The data Start Marker

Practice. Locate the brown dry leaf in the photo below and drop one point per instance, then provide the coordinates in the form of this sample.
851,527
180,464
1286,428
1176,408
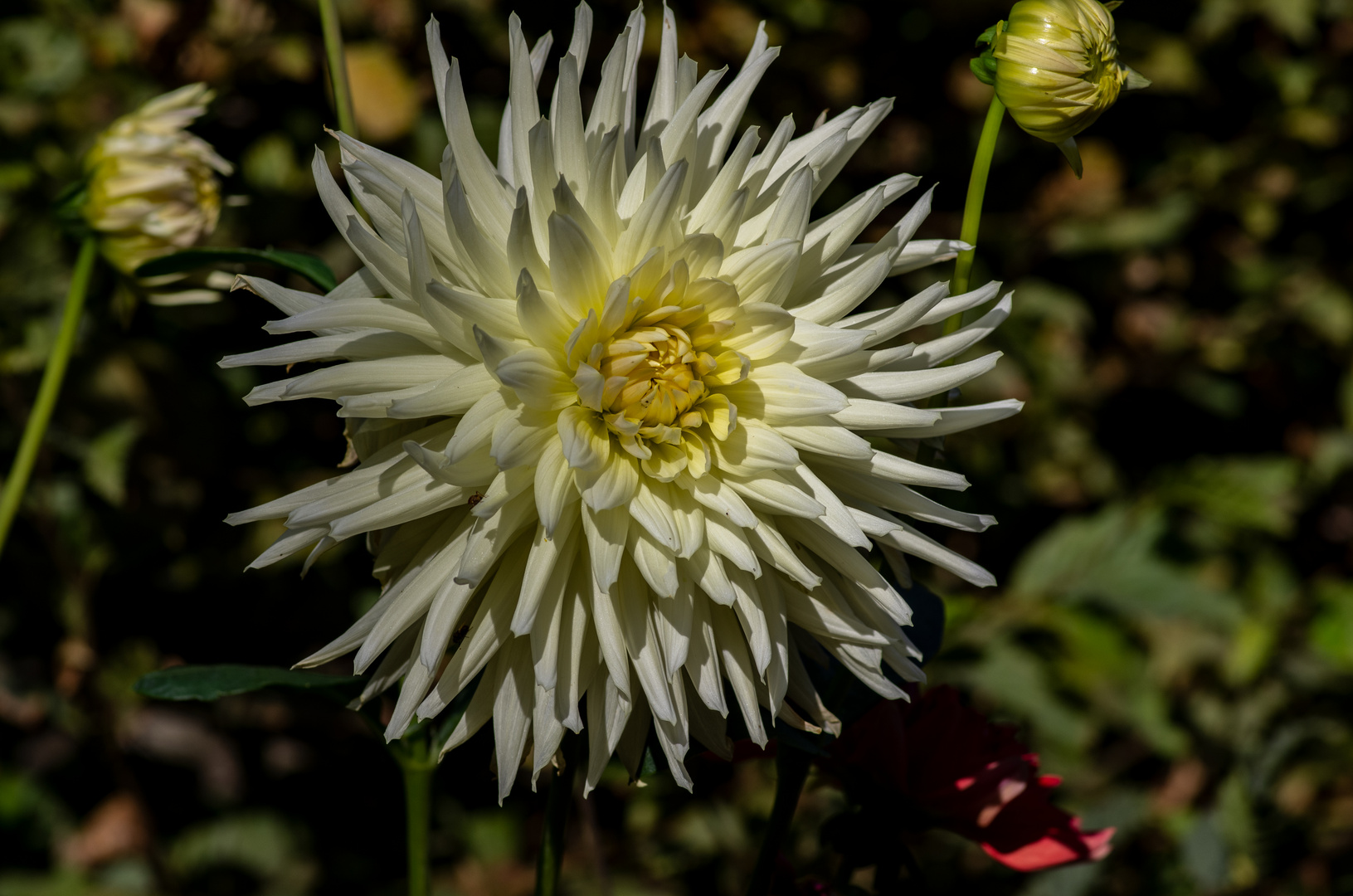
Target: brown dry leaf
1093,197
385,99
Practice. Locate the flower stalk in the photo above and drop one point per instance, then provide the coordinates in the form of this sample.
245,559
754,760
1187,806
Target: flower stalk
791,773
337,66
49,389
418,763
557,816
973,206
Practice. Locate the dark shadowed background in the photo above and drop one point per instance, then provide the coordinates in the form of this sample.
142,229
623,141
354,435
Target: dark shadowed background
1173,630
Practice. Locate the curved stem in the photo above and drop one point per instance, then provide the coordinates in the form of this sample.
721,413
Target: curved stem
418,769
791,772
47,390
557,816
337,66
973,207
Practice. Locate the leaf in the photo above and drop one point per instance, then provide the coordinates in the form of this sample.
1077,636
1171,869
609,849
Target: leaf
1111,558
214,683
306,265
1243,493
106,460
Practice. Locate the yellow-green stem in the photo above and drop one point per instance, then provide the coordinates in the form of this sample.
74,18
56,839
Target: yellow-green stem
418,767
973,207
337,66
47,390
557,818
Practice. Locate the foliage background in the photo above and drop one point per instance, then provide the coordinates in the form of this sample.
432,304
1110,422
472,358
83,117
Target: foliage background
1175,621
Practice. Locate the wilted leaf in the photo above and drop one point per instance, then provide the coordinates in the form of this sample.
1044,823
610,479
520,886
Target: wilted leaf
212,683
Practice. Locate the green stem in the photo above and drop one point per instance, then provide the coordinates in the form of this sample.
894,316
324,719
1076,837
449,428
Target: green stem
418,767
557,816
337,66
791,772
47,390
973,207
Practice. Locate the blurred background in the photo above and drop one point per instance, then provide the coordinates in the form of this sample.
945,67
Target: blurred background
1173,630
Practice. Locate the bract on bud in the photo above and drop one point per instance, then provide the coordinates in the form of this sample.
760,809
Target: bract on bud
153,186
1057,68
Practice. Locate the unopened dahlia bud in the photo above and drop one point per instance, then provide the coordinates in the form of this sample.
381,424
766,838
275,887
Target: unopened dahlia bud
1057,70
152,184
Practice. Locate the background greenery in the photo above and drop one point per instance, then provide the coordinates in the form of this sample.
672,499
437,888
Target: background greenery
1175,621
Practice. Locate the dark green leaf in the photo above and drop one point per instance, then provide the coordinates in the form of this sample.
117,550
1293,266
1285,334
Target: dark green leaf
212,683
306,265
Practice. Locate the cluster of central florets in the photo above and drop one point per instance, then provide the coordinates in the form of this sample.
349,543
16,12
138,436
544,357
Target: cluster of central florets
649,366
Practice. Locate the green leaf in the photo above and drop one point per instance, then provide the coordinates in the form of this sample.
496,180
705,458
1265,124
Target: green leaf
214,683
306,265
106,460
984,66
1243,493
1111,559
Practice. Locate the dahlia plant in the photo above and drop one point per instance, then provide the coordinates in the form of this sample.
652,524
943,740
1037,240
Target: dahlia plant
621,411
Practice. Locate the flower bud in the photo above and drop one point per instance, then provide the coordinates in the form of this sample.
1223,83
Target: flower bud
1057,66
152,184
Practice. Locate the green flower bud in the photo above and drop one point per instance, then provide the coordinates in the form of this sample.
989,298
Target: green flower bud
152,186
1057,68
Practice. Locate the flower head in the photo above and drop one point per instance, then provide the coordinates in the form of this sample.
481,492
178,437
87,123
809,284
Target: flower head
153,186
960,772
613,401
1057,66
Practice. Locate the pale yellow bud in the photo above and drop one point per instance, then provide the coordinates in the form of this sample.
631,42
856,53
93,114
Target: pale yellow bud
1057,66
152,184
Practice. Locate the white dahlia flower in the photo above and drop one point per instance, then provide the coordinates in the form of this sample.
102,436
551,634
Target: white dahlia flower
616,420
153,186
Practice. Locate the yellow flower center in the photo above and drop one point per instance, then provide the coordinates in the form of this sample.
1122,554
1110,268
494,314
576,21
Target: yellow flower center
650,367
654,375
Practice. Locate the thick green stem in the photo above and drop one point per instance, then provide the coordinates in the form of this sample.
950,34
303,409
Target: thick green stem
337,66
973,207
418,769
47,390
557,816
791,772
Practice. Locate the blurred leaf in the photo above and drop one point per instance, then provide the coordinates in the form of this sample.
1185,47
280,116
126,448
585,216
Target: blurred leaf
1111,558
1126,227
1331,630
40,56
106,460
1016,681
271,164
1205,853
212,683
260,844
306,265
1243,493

The data End Marker

**What to work on:** Would you reproduce each line of the material exactly, omitting the images?

**Exercise output:**
Practice. Locate the brown dry leaf in the photo below and drop one point per instance, then provide the coordinates in the form of this sample.
851,527
180,464
1286,428
1176,408
Target: brown dry leaf
1093,197
385,99
Practice. Locate the flower stalk in the photo above and drop one point per instance, then provide the coordinates in the form of this sample.
245,559
754,760
1187,806
Target: flower stalk
791,773
337,66
49,389
418,763
557,816
973,206
Practice. Locate the dark shadowed background in the photo above and drop one point per instance, then provide the coordinates in the form of this sample.
142,229
623,141
354,435
Target: dark shadowed background
1173,630
Practice. Locate the curved stem in the photo above and drop one point per instance, then provide the coordinates in the form of this sample.
721,413
Target: curved stem
418,769
791,772
47,390
557,816
337,66
973,207
Practice. Locate the leaf in the photo above and drop one point per instance, then provide the coordinates in the form of this sample.
1077,636
1171,869
609,849
Target: leaf
1111,558
214,683
306,265
1243,493
106,460
Practice. Locate the yellow-green stem in the photo above and drop one point per instance, then provide the coordinates in the form of this sample.
74,18
56,839
Target: yellow-green stem
418,767
973,207
337,66
47,390
557,818
Practice. Locate the foliage background in the photo above and drop one point per instance, then provide the coordinates in the form of this sample.
432,304
1110,422
472,358
83,117
Target: foliage background
1175,621
Practice. Locate the wilted leaf in the photo above and drop one point per instance, then provide the coordinates in the form of this sample.
1044,823
610,479
520,886
Target: wilted leaf
212,683
Practice. Locate the green stem in the photo above and drop one point per instance, then provide the coordinates in the form of this sample.
894,316
324,719
1076,837
449,428
Target: green stem
418,767
557,816
337,66
791,772
47,390
973,207
Practice. Locate the blurred background in the photo above and drop one point per instance, then provide the coordinates in the form of this sample.
945,67
Target: blurred background
1173,630
Practice. Locate the bract on bud in the photo above and drop one point per instance, then provide the coordinates in the form of this sample.
760,809
Target: bract on bud
153,186
1057,68
Practice. Locate the unopened dahlia bud in the photo above and drop one point per instance, then provide the coordinates in the form of this sample.
381,424
766,838
275,887
Target: unopened dahlia bud
1057,70
152,184
Practice. Locate the background greenery in the photo above and drop one point per instance, then provide the coordinates in the form of this sample.
672,499
437,888
Target: background greenery
1175,621
Practice. Locate the dark green leaf in the photo above and drop one point per instance, then provide the coordinates in the form of this sample.
117,550
1293,266
1285,334
Target: dark green leaf
212,683
306,265
Practice. Locate the cluster of central florets in the photo above and drop one point per instance, then provide the coordinates in the form of this sample.
349,543
16,12
138,436
544,357
Target: cluster of central florets
649,366
Practice. Locate the green leaf in the photo above and drop one point per instance, then provide the coordinates in the form of this sample.
496,180
705,458
1265,124
Target: green leaf
214,683
306,265
106,460
984,66
1243,493
1111,559
Practice. Locate the dahlia plant in the photo above and drop one point per instance, then provide the coordinates in the form of this sample.
652,524
943,740
1037,240
Target: dahlia plant
621,411
Practice. Locate the flower bud in the photo above and drop one point per instance, then provide the coordinates in the form of this sample.
1223,83
Target: flower bud
1057,66
152,184
Practice. Locate the green flower bud in the photo above and drop one point per instance, then provide the coordinates in the form of this sample.
989,298
Target: green flower bud
152,186
1057,68
Practice. Locate the flower head in the photo above and drop one point per instance, then provide the coordinates in the form of this sample.
481,492
178,437
87,123
809,284
Target: flower head
153,186
960,772
613,401
1057,66
Practice. Locate the pale yellow bud in the photo above and drop one point per instance, then provide the coordinates in the form of this sample.
631,42
856,53
93,114
Target: pale yellow bud
1057,66
152,184
Practice. Locate the white dahlia flower in the photo above and drop one point per instance, then provide the coordinates in the form of this sample.
102,436
551,634
Target: white dahlia flower
616,420
153,186
Practice. Locate the yellow flower center in the photo above and drop one point per instance, then provide the coordinates in the form of this sample.
1122,554
1110,268
494,314
576,21
Target: yellow flower center
650,367
654,375
Practice. Locate the thick green stem in the photo above and drop one point per instance, then provide the coordinates in the form of this sample.
950,34
303,409
Target: thick green stem
337,66
973,207
418,769
47,390
557,816
791,772
Practice. Locate the blurred leaf in the photo above and drop one point per instance, then provide the coordinates in the form of this sample.
1185,47
280,116
126,448
585,216
Target: blurred leaf
1111,558
1126,227
1331,630
40,56
106,460
1016,681
271,164
1205,853
212,683
260,844
306,265
1243,493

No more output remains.